— Work item —
The listing that follows must be retyped exactly, without its pictures.

— Supplied records —

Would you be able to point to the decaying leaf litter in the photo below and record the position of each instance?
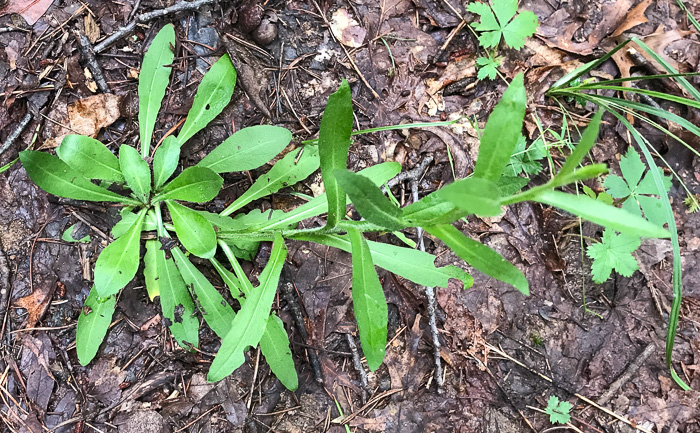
(405, 64)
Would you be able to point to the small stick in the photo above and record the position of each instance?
(148, 16)
(430, 294)
(16, 133)
(94, 67)
(412, 175)
(358, 366)
(629, 371)
(287, 289)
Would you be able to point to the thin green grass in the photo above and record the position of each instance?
(619, 108)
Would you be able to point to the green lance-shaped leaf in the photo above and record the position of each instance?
(229, 278)
(333, 146)
(93, 323)
(165, 161)
(369, 200)
(193, 230)
(415, 265)
(250, 322)
(274, 346)
(56, 177)
(474, 195)
(194, 184)
(213, 94)
(603, 214)
(216, 311)
(119, 261)
(136, 172)
(286, 172)
(480, 257)
(90, 158)
(153, 81)
(379, 174)
(501, 132)
(150, 269)
(175, 300)
(368, 302)
(247, 149)
(583, 147)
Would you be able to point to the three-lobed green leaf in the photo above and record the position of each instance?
(247, 149)
(613, 252)
(369, 302)
(90, 158)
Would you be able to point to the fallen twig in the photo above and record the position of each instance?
(15, 134)
(287, 289)
(89, 56)
(358, 366)
(148, 16)
(430, 294)
(624, 377)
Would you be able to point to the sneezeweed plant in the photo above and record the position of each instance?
(185, 293)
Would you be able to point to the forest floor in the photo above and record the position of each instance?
(406, 60)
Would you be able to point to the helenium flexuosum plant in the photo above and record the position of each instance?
(170, 275)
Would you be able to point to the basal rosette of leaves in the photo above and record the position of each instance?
(160, 201)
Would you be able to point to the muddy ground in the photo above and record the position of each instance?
(504, 354)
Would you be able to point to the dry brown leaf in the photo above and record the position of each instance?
(92, 30)
(36, 303)
(634, 18)
(346, 29)
(30, 10)
(85, 116)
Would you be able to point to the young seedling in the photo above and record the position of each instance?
(185, 293)
(558, 411)
(497, 21)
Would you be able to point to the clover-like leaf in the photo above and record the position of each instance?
(614, 252)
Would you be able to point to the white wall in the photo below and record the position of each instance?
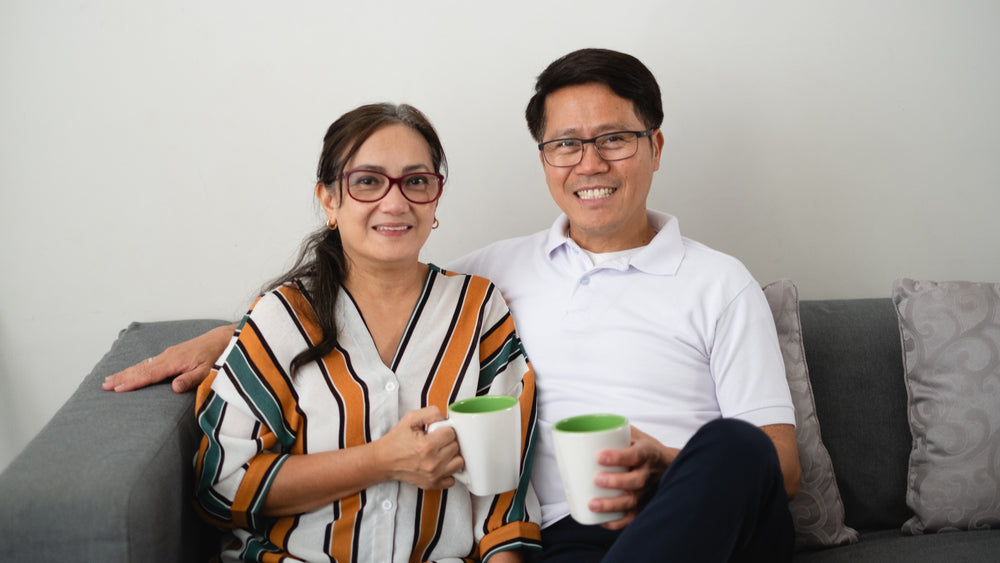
(157, 157)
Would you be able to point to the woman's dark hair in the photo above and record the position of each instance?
(624, 74)
(321, 265)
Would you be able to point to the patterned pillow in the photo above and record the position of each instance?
(951, 350)
(817, 511)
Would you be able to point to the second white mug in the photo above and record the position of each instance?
(578, 440)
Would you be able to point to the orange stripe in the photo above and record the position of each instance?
(249, 487)
(271, 374)
(462, 340)
(353, 397)
(303, 312)
(496, 339)
(510, 532)
(430, 509)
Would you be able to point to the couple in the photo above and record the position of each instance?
(314, 418)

— Completed exercise —
Would you be able to point to the decaying leaf litter in the photo below and record the position of each instance?
(405, 64)
Would you be able to point to the small stick in the photo above and record the position of each instance?
(148, 16)
(430, 294)
(16, 133)
(94, 67)
(412, 175)
(358, 366)
(629, 371)
(287, 289)
Would you be able to point to the thin green grass in the photo above and record the position of each instance?
(619, 108)
Would you be able to point to the green lance-shaped leaf in the photo above and record the position of each instance?
(229, 278)
(333, 146)
(93, 323)
(165, 161)
(369, 200)
(193, 230)
(415, 265)
(250, 322)
(274, 346)
(56, 177)
(474, 195)
(194, 184)
(213, 94)
(603, 214)
(216, 311)
(119, 261)
(136, 172)
(286, 172)
(480, 257)
(90, 158)
(153, 81)
(379, 174)
(501, 132)
(150, 269)
(175, 300)
(368, 302)
(247, 149)
(583, 147)
Would you be able to point to the three-lobed green leaf in the photo above and record the position of each instance?
(247, 149)
(613, 252)
(369, 302)
(90, 158)
Would you be able to point to the fallen twig in the photo above and record the position of each instance?
(15, 134)
(287, 289)
(89, 56)
(358, 366)
(148, 16)
(430, 294)
(624, 377)
Would you be able to point to the sneezeweed plant in the photo above and record the position of each instance?
(185, 293)
Would you be able to point to the forest floor in the photo above and record the position of each instance?
(406, 60)
Would you be able to point to the helenium flexuosum plant in the photo above and record the position of each instance?
(170, 275)
Would you be able to point to the basal rosette of leaves in the photo above and record the position of each instance?
(160, 201)
Would you be able to point to the muddy ground in the photo above and record the position of each instance?
(504, 354)
Would you be able to point to the dry brown leaf in the photo above and record the position of each instance?
(92, 30)
(36, 303)
(634, 18)
(346, 29)
(30, 10)
(85, 116)
Would you be able to point to the young seedling in the photo above and record the position of each instance?
(185, 293)
(558, 411)
(497, 21)
Would you be able to point to the clover-like leaf in the photo above and record the position of each instance?
(614, 252)
Would you be able to point to the white wall in the photo below and record the position of each instance?
(157, 157)
Would you be able to point to the woman's dark hair in the photo above and record the position of each instance?
(624, 74)
(321, 265)
Would you be able to point to the patterned pillow in the photo above and record the position of each instance?
(951, 350)
(817, 511)
Would you be able to point to the second white mug in the photo above and record the position of each instance?
(578, 440)
Would you be able to point to the orange stripe in the photo above and record the position of each instance?
(249, 487)
(271, 374)
(462, 340)
(353, 397)
(303, 312)
(496, 339)
(510, 532)
(430, 509)
Would you be able to point to the couple in the photo above and record the position of each instance?
(314, 418)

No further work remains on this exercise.